§ Objective
Copy the material below word for word, but only the stretch from the line that contains "like [1257, 884]." through the line that contains "[1009, 330]", with both of those lines included.

Items from a data source
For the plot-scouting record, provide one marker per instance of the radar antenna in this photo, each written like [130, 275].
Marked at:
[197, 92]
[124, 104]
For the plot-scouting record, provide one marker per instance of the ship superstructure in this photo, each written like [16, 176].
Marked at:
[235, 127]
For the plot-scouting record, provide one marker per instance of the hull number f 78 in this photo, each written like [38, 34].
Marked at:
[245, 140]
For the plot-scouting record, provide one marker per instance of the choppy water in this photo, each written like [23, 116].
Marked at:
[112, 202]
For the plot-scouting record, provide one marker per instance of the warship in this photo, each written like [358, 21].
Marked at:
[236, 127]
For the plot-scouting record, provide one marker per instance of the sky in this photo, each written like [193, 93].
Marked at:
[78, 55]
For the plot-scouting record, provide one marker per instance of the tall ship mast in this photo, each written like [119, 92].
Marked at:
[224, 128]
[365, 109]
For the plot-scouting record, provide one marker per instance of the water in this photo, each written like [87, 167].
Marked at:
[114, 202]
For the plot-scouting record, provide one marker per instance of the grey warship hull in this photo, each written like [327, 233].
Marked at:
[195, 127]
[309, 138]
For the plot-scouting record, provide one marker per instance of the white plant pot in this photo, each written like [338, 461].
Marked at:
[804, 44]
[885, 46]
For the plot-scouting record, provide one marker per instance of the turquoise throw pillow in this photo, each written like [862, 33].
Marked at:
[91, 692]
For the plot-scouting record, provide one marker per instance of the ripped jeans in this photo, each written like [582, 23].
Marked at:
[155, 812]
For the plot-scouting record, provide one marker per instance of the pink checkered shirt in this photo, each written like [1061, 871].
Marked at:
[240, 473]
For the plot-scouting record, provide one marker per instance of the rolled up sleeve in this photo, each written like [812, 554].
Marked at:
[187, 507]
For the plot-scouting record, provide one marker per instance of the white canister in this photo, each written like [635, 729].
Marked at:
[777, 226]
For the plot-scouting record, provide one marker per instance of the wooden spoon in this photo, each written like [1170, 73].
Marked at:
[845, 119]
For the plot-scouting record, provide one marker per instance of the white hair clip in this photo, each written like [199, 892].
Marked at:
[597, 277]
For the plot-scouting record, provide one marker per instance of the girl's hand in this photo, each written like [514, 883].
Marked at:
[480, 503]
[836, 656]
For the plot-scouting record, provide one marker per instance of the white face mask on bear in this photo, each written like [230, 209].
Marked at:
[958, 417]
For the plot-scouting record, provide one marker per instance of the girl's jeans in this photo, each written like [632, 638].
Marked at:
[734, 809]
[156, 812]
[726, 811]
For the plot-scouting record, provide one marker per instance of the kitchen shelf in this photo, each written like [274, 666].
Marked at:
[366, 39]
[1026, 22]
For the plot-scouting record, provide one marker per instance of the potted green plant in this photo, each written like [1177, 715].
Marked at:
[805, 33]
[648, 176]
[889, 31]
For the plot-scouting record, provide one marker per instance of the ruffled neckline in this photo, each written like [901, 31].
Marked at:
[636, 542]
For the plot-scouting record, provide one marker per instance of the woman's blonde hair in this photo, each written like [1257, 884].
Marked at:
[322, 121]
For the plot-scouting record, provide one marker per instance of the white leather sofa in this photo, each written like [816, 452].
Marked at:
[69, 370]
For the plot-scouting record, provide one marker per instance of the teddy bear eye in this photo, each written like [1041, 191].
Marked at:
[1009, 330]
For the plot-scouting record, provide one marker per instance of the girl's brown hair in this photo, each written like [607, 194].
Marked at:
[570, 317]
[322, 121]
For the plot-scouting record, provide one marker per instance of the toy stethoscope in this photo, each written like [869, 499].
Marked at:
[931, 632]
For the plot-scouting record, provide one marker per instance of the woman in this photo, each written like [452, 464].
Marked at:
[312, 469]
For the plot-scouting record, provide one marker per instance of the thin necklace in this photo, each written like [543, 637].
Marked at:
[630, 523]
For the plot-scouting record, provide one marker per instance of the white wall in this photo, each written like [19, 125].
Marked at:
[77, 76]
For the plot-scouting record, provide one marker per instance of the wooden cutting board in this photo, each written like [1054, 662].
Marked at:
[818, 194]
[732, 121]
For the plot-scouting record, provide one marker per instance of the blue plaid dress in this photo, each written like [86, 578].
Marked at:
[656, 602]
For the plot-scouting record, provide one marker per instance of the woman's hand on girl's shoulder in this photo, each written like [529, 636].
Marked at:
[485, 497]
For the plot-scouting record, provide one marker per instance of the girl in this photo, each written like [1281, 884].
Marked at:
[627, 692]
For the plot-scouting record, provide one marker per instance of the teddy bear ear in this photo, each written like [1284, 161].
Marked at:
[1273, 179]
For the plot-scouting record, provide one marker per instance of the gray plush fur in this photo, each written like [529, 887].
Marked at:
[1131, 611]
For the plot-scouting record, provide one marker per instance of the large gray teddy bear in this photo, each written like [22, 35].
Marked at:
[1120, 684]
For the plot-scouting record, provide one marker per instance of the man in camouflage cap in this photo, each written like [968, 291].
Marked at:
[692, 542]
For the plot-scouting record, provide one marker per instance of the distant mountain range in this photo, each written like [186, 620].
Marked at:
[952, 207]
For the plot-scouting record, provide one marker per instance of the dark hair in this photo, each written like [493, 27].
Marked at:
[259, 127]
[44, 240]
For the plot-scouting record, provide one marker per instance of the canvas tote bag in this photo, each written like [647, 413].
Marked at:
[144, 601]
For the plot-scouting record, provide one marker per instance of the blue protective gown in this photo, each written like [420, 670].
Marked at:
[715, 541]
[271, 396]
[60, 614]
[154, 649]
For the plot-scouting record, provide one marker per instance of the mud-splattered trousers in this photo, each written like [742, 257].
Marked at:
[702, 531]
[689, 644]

§ Finished task
For the plot-scouting record, provide one marker per instance of the woman's blonde hair in this photo, each written like [1257, 884].
Marked at:
[322, 121]
For the plot-scouting record, provide one marker per instance of the white leather sofa in this photo, each written like [816, 452].
Marked at:
[69, 370]
For the plot-scouting record, provide one marker per instance of the teddy bear eye in this photo, each written like [1041, 191].
Marked at:
[1009, 330]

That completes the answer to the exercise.